**SELECTED EXTRACT**:
* start *

Reactions: Like 2 | Informative 1


----------



## Taylor (Dec 26, 2021)

Can this revision be accessed for free somewhere?


----------



## PointyHaired Calvinist (Dec 26, 2021)

Taylor said:


> Can this revision be accessed for free somewhere?


I’m afraid not. I only am hearing what others have quoted who have purchased it.


----------



## RamistThomist (Dec 26, 2021)

I can't imagine there will be many purchases. Mainline churches are declining (by the mercy of God). About the only time it will be used is when the Academic-Industrial Complex forces people to use it, and even those volumes don't have a wide readership.

The original RSV was at least elegant. The NRSV is ugly as sin. I can't imagine this will be any better.

Reactions: Like 2 | Informative 1


----------



## Taylor (Dec 26, 2021)

BayouHuguenot said:


> I can't imagine there will be many purchases. Mainline churches are declining (by the mercy of God). About the only time it will be used is when the Academic-Industrial Complex forces people to use it, and even those volumes don't have a wide readership.
> 
> The original RSV was at least elegant. The NRSV is ugly as sin. I can't imagine this will be any better.


I very much agree. I actually sort of secretly liked the NRSV, but seeing the changes for this update I lost interest almost immediately.

Just out of curiosity, which translation do you prefer?

* end *

Coordinate annotation records:
* start *

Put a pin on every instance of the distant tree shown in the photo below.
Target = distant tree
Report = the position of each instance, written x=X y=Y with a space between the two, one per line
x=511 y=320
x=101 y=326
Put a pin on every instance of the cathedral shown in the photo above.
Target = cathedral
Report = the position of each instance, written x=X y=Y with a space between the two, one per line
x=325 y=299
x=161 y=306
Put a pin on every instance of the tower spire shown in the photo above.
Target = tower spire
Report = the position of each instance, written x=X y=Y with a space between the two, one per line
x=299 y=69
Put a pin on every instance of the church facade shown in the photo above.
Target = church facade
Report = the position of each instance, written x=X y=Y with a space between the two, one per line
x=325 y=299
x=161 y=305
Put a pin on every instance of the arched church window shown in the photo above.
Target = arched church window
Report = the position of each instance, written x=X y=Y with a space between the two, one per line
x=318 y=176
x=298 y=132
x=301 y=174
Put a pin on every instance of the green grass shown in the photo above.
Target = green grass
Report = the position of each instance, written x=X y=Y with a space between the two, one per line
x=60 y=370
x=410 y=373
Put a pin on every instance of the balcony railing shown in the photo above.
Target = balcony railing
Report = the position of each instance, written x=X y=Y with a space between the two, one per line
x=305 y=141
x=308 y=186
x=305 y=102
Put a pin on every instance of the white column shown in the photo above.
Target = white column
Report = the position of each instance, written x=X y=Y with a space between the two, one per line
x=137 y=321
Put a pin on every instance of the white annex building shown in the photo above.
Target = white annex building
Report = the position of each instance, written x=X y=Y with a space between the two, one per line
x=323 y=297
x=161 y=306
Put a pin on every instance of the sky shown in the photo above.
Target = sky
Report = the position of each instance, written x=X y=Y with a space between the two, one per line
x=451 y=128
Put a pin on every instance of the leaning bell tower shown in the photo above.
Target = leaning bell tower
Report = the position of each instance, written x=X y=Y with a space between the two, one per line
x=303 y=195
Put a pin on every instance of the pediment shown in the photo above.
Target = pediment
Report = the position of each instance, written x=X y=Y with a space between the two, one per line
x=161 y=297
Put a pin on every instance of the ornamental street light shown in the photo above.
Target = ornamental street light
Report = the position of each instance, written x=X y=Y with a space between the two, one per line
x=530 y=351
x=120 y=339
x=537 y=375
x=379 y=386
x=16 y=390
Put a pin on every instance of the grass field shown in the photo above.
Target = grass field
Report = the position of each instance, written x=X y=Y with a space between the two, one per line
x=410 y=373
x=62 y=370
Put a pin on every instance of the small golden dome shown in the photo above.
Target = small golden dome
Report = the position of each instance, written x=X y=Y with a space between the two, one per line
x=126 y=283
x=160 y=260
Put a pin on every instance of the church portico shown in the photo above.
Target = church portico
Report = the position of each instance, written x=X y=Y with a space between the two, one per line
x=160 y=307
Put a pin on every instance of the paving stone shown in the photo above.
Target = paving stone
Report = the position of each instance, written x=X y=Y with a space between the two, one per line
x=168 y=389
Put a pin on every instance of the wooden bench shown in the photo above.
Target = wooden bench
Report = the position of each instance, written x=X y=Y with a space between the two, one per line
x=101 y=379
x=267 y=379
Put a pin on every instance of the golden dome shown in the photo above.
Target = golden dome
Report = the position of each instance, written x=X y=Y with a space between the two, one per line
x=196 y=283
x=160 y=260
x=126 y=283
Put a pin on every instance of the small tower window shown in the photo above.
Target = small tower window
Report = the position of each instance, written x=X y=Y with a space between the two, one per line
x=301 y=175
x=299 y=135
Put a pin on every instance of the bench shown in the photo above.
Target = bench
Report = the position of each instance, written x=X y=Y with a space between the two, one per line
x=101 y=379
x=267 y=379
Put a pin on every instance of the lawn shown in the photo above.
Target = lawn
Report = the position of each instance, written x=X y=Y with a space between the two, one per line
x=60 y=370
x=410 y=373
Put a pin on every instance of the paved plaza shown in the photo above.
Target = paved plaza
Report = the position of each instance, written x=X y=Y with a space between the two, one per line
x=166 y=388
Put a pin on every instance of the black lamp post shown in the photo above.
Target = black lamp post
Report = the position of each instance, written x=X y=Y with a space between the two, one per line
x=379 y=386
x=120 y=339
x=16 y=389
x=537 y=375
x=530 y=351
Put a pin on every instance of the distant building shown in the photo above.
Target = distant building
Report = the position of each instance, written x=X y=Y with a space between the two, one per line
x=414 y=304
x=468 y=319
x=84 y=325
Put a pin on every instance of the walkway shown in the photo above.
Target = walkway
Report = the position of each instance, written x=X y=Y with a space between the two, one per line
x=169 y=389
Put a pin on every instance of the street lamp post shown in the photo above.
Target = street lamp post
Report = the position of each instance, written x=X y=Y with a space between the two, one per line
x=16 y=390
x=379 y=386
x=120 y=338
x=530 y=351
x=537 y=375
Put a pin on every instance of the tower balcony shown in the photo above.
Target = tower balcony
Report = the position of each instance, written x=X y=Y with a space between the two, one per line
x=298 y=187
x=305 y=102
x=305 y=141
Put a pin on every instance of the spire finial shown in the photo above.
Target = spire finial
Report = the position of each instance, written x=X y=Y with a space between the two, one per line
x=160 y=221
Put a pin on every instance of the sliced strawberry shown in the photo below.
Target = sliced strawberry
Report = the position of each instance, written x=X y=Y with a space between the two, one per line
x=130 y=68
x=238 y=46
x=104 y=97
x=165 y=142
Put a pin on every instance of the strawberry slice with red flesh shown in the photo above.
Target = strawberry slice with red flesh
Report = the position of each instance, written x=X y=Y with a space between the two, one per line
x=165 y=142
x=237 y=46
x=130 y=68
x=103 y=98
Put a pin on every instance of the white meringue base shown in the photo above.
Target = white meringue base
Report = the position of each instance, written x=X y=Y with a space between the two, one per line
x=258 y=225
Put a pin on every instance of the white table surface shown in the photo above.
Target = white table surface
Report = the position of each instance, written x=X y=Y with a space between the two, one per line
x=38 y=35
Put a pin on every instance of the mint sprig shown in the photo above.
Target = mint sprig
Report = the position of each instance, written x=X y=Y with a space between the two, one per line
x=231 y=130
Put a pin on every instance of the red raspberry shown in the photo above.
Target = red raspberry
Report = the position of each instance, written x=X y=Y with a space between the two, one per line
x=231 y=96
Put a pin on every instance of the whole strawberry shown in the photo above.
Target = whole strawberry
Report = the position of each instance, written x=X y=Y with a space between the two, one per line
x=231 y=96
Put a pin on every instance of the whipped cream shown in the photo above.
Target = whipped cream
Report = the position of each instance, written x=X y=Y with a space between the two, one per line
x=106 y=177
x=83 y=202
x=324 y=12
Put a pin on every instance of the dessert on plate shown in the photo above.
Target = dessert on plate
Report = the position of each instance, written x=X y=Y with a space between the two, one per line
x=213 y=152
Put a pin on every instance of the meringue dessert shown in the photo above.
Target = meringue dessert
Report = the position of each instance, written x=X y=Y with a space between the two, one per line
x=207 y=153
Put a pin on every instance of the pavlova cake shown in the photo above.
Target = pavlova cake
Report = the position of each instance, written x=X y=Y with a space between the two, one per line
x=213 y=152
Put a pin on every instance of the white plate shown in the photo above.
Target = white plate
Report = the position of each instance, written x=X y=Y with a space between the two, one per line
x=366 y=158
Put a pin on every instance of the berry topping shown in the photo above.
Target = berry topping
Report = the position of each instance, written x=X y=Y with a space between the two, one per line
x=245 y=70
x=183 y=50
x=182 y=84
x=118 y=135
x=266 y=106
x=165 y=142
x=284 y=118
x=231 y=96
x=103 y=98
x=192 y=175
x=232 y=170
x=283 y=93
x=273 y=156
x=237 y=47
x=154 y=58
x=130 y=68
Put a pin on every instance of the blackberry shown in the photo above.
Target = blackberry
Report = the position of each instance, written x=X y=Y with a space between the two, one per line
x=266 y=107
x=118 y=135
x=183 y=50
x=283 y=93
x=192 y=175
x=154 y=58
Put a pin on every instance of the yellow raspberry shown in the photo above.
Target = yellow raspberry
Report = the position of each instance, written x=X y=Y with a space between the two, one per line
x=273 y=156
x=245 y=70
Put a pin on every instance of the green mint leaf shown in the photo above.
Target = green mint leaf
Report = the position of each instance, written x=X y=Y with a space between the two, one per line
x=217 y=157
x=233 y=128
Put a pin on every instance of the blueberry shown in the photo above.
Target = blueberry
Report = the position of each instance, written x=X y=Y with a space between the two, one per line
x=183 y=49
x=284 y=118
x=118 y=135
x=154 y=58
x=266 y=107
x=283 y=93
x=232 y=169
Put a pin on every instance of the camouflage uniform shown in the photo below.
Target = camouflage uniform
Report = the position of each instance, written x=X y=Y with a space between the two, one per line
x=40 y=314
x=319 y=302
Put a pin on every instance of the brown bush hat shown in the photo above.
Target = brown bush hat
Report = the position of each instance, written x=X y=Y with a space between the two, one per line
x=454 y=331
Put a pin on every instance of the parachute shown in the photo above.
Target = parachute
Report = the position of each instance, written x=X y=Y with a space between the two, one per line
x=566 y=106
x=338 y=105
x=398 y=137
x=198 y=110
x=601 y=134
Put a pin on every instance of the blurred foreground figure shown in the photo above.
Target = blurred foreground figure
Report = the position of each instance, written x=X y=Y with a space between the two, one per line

* end *

**TASK REQUIREMENTS**:
Please carry the forum thread about the Bible translation revision further, picking up right after its final post. The material here stands apart from the forum thread about the Bible translation revision.

**FINAL RESULT**:
----------



## PointyHaired Calvinist (Dec 26, 2021)

Except for some of the excessive feminization, I love the language of the NRSV. It has the best English of the major translations In my humble opinion. John 1 and Philippians 2 are amazing in the NRSV. 

Unfortunately this revision makes me realize the time is running out on this one. I have been moving back toward the NKJV lately and this update is continuing to move me in that direction.

Reactions: Like 1


----------



## RamistThomist (Dec 26, 2021)

Taylor said:


> I very much agree. I actually sort of secretly liked the NRSV, but seeing the changes for this update I lost interest almost immediately.
> 
> Just out of curiosity, which translation do you prefer?



In terms of elegance, the KJV. I am a critical text guy, though. My church uses the ESV, so I sort of alternate between the two. But in that case I would probably stick with the RSV.

Reactions: Like 2


----------



## B.L. (Dec 27, 2021)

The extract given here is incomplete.